What to do
Count the lines in the entries below that contain the word "water". Give only the number.

— Start Exercise input —

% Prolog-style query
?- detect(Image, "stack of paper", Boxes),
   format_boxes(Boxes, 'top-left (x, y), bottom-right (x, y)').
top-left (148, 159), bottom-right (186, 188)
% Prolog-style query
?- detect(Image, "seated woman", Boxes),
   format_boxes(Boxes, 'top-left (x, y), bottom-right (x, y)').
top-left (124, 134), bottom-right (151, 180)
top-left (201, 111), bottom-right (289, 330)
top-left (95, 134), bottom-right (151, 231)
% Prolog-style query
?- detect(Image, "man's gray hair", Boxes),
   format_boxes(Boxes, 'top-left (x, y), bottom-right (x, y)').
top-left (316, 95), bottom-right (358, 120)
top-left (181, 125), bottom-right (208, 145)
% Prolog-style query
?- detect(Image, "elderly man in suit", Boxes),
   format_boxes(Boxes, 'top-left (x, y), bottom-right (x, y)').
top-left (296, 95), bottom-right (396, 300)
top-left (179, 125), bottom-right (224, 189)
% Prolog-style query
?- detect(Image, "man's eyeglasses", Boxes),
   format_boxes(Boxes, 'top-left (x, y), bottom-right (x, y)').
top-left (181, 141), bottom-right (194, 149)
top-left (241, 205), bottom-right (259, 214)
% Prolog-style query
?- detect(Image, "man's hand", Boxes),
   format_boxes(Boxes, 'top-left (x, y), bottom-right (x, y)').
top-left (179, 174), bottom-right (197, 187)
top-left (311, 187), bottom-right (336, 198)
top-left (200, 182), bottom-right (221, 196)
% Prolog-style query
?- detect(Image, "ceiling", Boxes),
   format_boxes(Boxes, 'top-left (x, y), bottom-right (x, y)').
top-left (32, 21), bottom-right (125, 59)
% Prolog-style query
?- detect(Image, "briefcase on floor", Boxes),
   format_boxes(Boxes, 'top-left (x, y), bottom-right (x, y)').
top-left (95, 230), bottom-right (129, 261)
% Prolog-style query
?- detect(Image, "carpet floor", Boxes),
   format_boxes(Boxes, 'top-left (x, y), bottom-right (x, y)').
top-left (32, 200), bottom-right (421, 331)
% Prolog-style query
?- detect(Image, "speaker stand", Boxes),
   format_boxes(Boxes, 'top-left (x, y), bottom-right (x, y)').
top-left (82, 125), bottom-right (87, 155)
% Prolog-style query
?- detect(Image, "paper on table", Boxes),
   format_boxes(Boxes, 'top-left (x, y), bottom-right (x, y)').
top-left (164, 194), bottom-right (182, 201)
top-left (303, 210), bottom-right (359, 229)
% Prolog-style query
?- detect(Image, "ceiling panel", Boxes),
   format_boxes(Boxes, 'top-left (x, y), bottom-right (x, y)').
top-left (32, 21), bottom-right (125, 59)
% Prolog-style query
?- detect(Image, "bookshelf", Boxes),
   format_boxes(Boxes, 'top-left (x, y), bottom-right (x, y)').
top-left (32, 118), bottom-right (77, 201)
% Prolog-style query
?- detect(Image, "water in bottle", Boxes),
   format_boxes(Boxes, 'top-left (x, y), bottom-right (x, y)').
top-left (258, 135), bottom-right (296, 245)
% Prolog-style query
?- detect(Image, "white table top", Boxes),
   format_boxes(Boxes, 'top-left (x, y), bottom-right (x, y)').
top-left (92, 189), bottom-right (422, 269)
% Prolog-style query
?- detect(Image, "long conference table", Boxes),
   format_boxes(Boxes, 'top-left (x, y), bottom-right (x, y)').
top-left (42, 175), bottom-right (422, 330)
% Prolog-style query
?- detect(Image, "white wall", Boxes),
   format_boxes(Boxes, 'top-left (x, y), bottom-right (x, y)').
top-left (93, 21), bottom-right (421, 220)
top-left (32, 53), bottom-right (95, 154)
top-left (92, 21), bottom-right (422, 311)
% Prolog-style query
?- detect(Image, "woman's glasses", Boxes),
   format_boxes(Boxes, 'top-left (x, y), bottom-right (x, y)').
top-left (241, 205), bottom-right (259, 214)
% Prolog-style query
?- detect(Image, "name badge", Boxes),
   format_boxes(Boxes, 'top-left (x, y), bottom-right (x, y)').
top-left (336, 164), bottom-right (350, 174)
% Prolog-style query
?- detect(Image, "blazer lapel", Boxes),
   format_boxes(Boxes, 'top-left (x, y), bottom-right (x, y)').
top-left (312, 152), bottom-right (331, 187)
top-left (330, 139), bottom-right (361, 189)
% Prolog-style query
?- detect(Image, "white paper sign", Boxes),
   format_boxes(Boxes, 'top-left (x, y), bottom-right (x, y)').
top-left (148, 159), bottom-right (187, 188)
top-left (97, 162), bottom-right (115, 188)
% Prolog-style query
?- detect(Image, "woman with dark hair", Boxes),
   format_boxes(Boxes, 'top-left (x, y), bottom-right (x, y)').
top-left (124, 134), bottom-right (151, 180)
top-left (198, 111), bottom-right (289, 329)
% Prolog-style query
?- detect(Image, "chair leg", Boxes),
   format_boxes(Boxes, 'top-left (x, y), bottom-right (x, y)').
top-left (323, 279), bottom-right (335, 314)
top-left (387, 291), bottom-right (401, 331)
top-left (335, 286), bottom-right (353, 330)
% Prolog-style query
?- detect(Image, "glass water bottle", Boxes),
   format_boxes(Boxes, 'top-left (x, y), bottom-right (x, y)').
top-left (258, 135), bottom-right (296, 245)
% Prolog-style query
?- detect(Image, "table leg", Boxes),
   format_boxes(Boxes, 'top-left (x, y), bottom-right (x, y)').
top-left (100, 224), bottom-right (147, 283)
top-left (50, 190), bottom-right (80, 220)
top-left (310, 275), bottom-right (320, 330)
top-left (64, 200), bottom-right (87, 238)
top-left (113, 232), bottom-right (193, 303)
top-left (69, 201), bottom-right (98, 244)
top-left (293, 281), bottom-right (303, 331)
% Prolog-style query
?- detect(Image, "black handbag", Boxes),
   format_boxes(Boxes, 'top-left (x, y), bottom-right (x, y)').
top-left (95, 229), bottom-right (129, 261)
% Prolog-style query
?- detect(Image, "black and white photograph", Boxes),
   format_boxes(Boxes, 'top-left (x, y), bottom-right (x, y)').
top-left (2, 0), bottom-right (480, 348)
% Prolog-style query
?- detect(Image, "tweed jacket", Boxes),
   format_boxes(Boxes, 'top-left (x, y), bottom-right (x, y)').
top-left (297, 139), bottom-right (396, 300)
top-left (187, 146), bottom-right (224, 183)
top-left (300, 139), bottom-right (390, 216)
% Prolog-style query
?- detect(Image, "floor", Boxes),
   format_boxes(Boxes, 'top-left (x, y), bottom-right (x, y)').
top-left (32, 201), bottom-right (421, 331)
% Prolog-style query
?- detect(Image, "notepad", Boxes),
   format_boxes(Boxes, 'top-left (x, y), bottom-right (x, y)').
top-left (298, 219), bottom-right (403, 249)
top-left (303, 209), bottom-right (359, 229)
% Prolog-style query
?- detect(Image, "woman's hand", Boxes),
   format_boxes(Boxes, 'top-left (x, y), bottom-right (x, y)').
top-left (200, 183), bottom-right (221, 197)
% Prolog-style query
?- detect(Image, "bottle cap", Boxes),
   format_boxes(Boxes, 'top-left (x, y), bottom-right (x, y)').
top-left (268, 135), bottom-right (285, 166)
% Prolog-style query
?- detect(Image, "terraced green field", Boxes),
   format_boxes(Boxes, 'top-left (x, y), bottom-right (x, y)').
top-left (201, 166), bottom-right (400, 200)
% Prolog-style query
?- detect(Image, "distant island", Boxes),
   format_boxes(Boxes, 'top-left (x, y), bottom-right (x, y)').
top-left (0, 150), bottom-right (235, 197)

— End Exercise input —

Result
2